══ BRONTEKST ══

Terug naar de lijst

Waarschuwing veiligheidsafstand

  • 1
  • 2
  • 3
  • 4
  • 5

Waarschuwing veiligheidsafstand

Gebaseerd op de informatie van de radar 2 en camera 1 informeert deze functie de bestuurder over het tijdsinterval tussen de eigen auto en de voorligger zodat een veilige afstand tussen de twee auto's kan worden aangehouden.
De functie wordt geactiveerd wanneer de rijsnelheid tussen ongeveer 30 en 150 of 160 km/u ligt, afhankelijk van de auto.

Plaats van de camera 1

Zorg ervoor dat de voorruit niet is bedekt (door vuil, modder, condens enz.).

Plaats van de radar 2

Zorg ervoor dat het radargebied niet wordt geblokkeerd (door vuil, modder, sneeuw, een verkeerd gemonteerde nummerplaat voor, enz.) of wordt geraakt, gewijzigd (bijv. met autolak) of afgedekt door accessoires aan de voorzijde van het voertuig (bijv. op de grille of het logo, enz.).
WAARSCHUWING
Deze functie is een extra hulp tijdens het rijden. Deze functie kan in geen geval de waakzaamheid en verantwoordelijkheid van de bestuurder vervangen; deze moet altijd de controle over zijn auto behouden.

In-/uitschakelen via het multimediascherm 3

Druk via de "Voertuig"-wereld van uw multimediascherm 3 op het menu "Rijondersteuning".
De functie "Afstand volgen" activeren of deactiveren.
Raad
Telkens wanneer de auto wordt gestart, blijft de functie in de modus die is opgeslagen toen de motor voor het laatst werd uitgeschakeld.

═══

_OPDRACHTEN_
[a] Vertaal deze zin uit de tekst over de waarschuwing veiligheidsafstand in het Engels: "De functie wordt geactiveerd wanneer de rijsnelheid tussen ongeveer 30 en 150 of 160 km/u ligt, afhankelijk van de auto."
[b] Stemmen de volgende uitspraken overeen met de tekst over de waarschuwing veiligheidsafstand? Antwoord per uitspraak met ja of nee en citeer de woorden uit de tekst die de doorslag geven.
(i) De functie gebruikt informatie van een radar en een camera.
(ii) De functie kan de verantwoordelijkheid van de bestuurder overnemen.
(iii) Bij elke start van de auto staat de functie automatisch aan.
[c] Neem uit de tekst over de waarschuwing veiligheidsafstand letterlijk over, van "Gebaseerd op de" tot en met "van de auto.".

══ GEGEVENSBLOK ══

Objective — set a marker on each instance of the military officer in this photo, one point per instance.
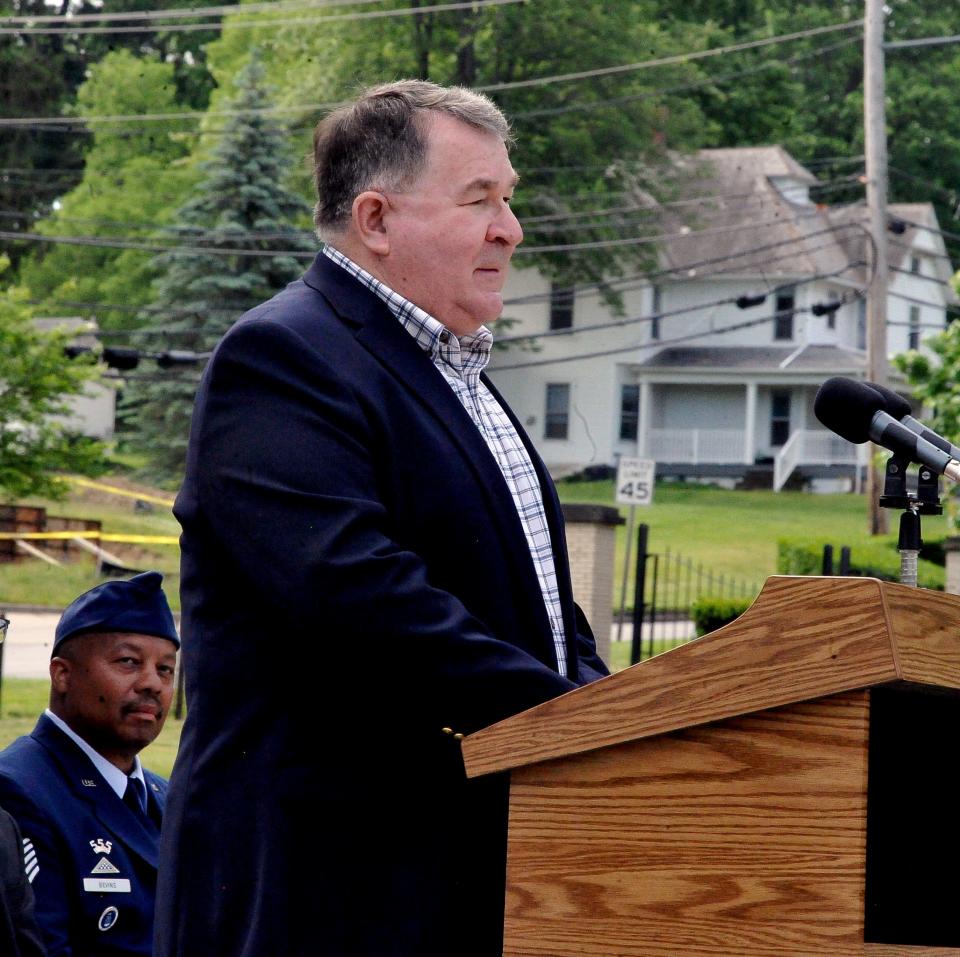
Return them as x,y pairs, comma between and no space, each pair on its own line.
89,812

═══

_ANTWOORDEN PER OPDRACHT_
[a] The function is activated when the driving speed is between approximately 30 and 150 or 160 km/h, depending on the vehicle.

[b]
(i) Ja: "Gebaseerd op de informatie van de radar 2 en camera 1"
(ii) Nee: "Deze functie kan in geen geval de waakzaamheid en verantwoordelijkheid van de bestuurder vervangen"
(iii) Nee: "Telkens wanneer de auto wordt gestart, blijft de functie in de modus die is opgeslagen toen de motor voor het laatst werd uitgeschakeld."

[c]
Gebaseerd op de informatie van de radar 2 en camera 1 informeert deze functie de bestuurder over het tijdsinterval tussen de eigen auto en de voorligger zodat een veilige afstand tussen de twee auto's kan worden aangehouden.
De functie wordt geactiveerd wanneer de rijsnelheid tussen ongeveer 30 en 150 of 160 km/u ligt, afhankelijk van de auto.